═════ Available records

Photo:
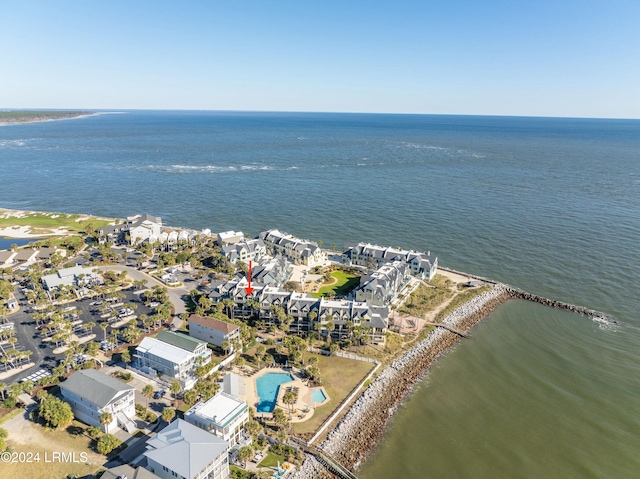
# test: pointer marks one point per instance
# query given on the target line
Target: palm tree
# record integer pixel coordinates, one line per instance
(290, 398)
(168, 414)
(175, 388)
(106, 418)
(245, 453)
(147, 392)
(104, 327)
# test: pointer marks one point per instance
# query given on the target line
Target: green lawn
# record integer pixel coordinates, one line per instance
(342, 283)
(271, 460)
(46, 222)
(340, 376)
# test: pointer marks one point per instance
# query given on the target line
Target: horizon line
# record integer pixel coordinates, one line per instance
(125, 110)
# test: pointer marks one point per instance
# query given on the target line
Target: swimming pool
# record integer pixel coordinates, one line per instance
(318, 396)
(267, 388)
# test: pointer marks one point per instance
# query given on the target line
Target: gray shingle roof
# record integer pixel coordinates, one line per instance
(95, 386)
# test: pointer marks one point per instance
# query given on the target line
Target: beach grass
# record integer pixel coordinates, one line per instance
(45, 223)
(425, 299)
(341, 283)
(460, 299)
(340, 376)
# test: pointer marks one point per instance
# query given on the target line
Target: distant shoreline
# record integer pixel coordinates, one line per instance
(26, 116)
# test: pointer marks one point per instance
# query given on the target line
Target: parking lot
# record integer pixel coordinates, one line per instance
(30, 338)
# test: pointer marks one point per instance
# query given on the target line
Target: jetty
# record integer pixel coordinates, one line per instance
(325, 459)
(450, 329)
(516, 293)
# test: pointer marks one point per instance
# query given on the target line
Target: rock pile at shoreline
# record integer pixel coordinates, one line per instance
(364, 424)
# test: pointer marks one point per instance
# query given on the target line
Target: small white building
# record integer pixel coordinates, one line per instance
(173, 355)
(91, 393)
(230, 237)
(223, 415)
(184, 451)
(76, 275)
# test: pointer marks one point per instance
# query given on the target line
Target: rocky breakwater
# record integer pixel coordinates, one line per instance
(552, 303)
(364, 424)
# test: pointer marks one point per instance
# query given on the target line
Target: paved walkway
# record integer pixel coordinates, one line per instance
(302, 410)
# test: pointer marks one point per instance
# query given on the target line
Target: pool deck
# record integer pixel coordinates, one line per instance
(304, 406)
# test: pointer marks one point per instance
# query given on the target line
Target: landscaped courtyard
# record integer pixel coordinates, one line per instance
(340, 283)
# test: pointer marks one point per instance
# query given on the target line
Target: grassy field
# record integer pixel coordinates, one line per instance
(340, 376)
(460, 299)
(425, 299)
(44, 223)
(341, 283)
(271, 460)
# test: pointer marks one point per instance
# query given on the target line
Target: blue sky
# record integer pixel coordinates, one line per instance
(539, 58)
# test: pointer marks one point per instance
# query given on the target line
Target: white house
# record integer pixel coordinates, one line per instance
(143, 227)
(76, 275)
(296, 250)
(223, 415)
(91, 393)
(212, 330)
(184, 451)
(230, 237)
(172, 355)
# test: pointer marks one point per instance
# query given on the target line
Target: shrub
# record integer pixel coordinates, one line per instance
(107, 443)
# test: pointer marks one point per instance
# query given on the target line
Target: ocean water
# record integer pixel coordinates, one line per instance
(549, 205)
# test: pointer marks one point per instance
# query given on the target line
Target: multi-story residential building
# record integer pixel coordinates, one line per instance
(74, 276)
(229, 237)
(184, 451)
(245, 250)
(294, 249)
(172, 356)
(381, 287)
(305, 310)
(422, 265)
(91, 393)
(139, 228)
(223, 415)
(213, 330)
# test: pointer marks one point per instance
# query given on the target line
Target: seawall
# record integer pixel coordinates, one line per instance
(359, 431)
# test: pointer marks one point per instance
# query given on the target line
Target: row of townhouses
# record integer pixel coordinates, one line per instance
(296, 250)
(421, 265)
(308, 312)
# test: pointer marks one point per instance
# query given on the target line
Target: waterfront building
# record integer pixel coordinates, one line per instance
(139, 228)
(230, 237)
(381, 287)
(421, 265)
(223, 415)
(182, 450)
(296, 250)
(91, 393)
(244, 250)
(213, 330)
(173, 356)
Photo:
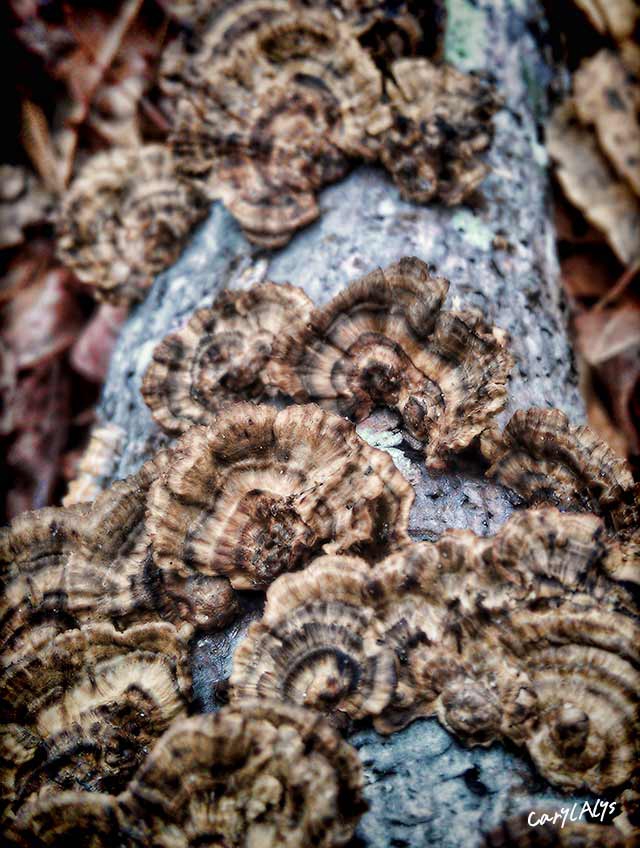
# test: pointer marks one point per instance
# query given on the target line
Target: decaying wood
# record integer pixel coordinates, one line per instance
(499, 255)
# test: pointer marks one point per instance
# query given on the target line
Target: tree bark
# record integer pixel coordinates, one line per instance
(423, 787)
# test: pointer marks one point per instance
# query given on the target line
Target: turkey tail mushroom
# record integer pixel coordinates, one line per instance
(385, 341)
(441, 125)
(279, 98)
(542, 457)
(94, 698)
(126, 218)
(220, 355)
(261, 491)
(69, 820)
(256, 773)
(314, 645)
(522, 637)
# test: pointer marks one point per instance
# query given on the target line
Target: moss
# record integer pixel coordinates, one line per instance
(473, 230)
(465, 41)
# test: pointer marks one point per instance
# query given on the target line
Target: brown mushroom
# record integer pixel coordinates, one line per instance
(262, 491)
(314, 645)
(385, 341)
(525, 637)
(105, 445)
(555, 830)
(97, 698)
(258, 773)
(34, 553)
(441, 125)
(387, 32)
(220, 355)
(542, 457)
(279, 98)
(78, 819)
(582, 663)
(125, 219)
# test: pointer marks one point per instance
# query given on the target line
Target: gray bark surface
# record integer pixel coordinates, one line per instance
(423, 787)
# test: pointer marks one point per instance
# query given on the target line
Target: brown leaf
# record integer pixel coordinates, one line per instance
(590, 184)
(7, 388)
(589, 274)
(38, 144)
(603, 334)
(41, 426)
(617, 17)
(607, 96)
(24, 203)
(91, 352)
(43, 319)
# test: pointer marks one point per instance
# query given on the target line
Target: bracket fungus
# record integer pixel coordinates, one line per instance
(385, 341)
(262, 491)
(220, 355)
(281, 98)
(522, 637)
(125, 218)
(77, 819)
(315, 647)
(95, 698)
(543, 458)
(258, 773)
(441, 125)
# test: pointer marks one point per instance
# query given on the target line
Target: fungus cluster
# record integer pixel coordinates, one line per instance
(280, 98)
(263, 491)
(543, 458)
(100, 600)
(522, 637)
(594, 134)
(125, 218)
(384, 341)
(263, 774)
(528, 637)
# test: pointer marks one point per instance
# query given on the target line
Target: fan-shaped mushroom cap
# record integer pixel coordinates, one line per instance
(313, 645)
(542, 457)
(442, 123)
(262, 490)
(525, 636)
(557, 832)
(69, 820)
(125, 219)
(258, 773)
(583, 667)
(220, 356)
(385, 341)
(112, 574)
(97, 698)
(622, 559)
(278, 99)
(34, 552)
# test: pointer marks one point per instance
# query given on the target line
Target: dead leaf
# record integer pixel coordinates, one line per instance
(590, 184)
(8, 373)
(607, 96)
(41, 416)
(39, 146)
(588, 274)
(24, 203)
(604, 334)
(91, 352)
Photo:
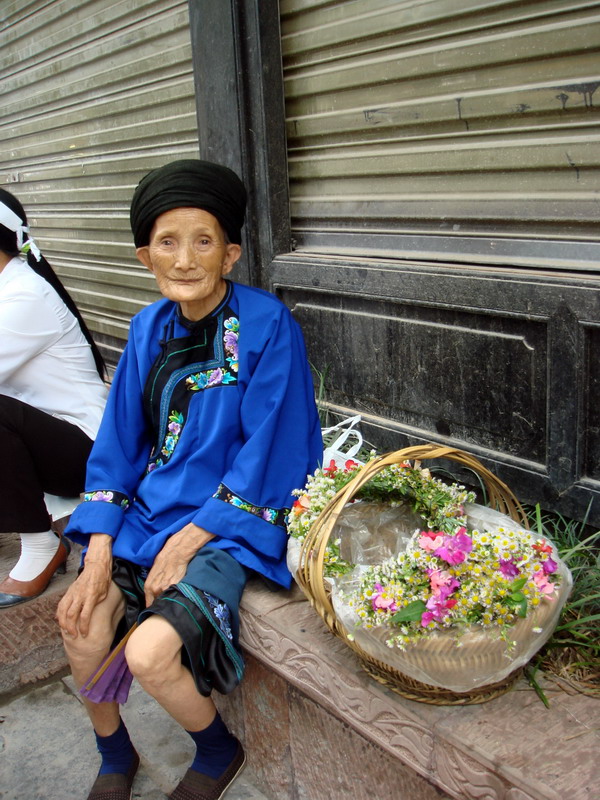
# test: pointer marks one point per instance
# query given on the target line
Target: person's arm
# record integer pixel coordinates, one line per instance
(170, 565)
(91, 587)
(119, 455)
(282, 446)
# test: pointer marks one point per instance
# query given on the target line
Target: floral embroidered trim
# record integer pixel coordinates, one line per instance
(227, 638)
(208, 379)
(220, 376)
(230, 339)
(116, 498)
(275, 516)
(174, 428)
(221, 612)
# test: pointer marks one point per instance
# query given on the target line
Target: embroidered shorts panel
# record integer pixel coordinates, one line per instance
(201, 619)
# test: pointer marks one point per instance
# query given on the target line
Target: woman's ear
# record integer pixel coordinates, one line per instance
(232, 254)
(143, 254)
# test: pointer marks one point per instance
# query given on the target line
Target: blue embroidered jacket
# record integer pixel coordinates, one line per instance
(212, 422)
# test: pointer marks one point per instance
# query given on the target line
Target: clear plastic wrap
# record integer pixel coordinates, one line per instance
(458, 661)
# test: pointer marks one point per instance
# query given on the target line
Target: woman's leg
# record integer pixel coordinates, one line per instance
(154, 656)
(119, 759)
(40, 453)
(86, 654)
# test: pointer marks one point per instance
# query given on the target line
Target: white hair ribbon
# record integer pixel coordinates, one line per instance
(14, 223)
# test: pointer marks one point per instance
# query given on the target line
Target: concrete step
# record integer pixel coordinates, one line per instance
(47, 750)
(315, 726)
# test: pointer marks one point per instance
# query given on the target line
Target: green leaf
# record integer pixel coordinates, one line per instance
(410, 613)
(530, 675)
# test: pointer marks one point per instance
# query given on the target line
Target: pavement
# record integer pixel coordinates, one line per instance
(47, 748)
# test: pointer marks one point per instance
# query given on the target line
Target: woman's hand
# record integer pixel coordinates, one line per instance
(170, 565)
(91, 587)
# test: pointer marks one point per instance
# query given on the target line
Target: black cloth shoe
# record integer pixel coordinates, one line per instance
(196, 786)
(115, 785)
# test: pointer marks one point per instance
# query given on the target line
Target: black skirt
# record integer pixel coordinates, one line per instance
(204, 610)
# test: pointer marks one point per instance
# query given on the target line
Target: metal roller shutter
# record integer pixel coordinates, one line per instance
(94, 94)
(434, 128)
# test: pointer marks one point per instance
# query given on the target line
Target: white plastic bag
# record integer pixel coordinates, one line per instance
(348, 433)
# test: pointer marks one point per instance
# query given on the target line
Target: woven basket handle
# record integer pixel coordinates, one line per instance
(312, 556)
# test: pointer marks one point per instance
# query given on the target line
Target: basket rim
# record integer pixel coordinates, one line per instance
(312, 554)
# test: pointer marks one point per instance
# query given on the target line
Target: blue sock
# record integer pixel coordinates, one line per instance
(215, 748)
(116, 750)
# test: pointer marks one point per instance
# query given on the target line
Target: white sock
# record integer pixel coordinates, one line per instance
(37, 551)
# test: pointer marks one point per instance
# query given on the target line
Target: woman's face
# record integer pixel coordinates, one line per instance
(188, 255)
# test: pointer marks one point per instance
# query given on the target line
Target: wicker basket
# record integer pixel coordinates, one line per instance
(310, 572)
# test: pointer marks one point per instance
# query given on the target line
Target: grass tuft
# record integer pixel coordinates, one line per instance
(573, 651)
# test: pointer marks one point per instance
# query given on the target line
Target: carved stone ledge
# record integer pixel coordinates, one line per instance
(511, 748)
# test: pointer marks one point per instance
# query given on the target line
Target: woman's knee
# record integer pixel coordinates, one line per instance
(153, 652)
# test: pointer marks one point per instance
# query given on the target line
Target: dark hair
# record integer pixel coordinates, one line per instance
(8, 245)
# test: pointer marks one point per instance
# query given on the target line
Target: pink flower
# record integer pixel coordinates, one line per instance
(455, 549)
(302, 504)
(549, 566)
(442, 583)
(430, 540)
(426, 618)
(382, 602)
(542, 583)
(542, 546)
(438, 608)
(508, 568)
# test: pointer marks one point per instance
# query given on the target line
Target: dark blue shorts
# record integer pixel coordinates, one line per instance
(205, 618)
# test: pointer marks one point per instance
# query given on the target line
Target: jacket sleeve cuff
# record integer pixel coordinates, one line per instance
(94, 517)
(231, 522)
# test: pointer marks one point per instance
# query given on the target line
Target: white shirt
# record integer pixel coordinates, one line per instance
(45, 360)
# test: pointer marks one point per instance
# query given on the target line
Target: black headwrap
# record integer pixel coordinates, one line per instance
(189, 183)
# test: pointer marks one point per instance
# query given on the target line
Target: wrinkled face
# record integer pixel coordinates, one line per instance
(189, 257)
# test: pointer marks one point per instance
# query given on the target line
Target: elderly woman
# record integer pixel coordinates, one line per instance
(52, 396)
(209, 425)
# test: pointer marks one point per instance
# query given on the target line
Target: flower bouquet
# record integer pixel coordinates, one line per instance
(443, 600)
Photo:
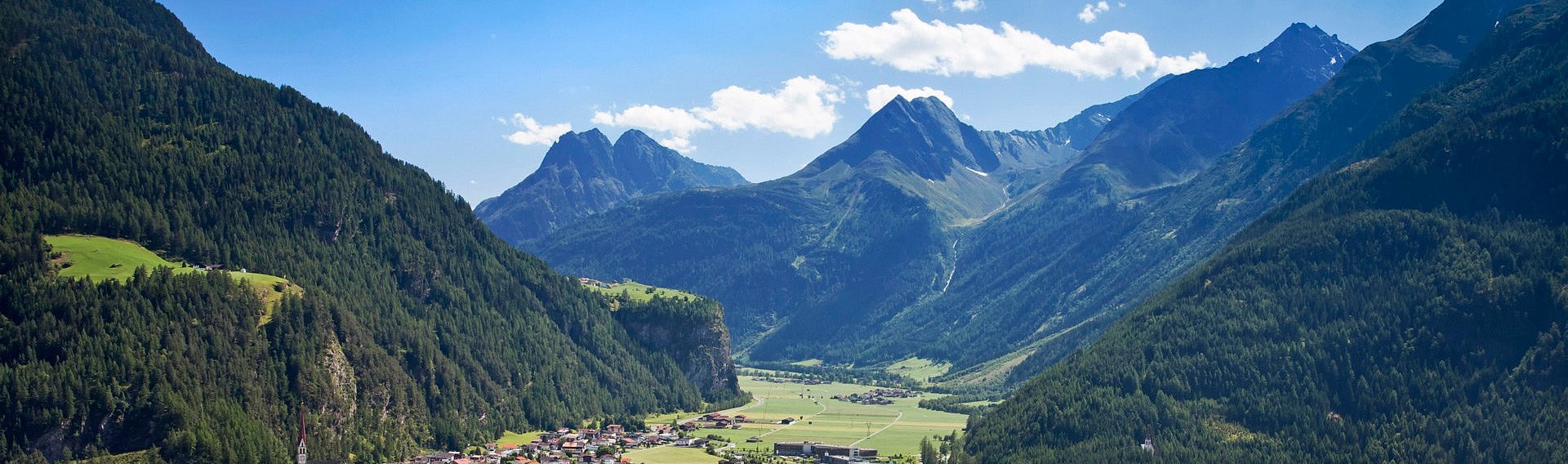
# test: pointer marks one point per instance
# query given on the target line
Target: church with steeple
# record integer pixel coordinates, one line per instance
(300, 450)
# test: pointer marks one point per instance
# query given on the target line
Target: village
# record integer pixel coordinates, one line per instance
(572, 445)
(610, 445)
(877, 397)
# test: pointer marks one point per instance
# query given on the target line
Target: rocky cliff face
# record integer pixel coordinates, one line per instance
(693, 334)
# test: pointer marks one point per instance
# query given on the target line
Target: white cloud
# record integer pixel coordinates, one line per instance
(879, 96)
(1094, 10)
(1178, 65)
(678, 143)
(804, 109)
(935, 47)
(532, 132)
(673, 121)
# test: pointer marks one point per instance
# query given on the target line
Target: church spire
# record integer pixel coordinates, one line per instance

══════════

▶ **Objective**
Which lines in the records contain the word "plastic"? List every one of them in full.

▶ **Right answer**
Target: clear plastic wrap
Target: white plastic bag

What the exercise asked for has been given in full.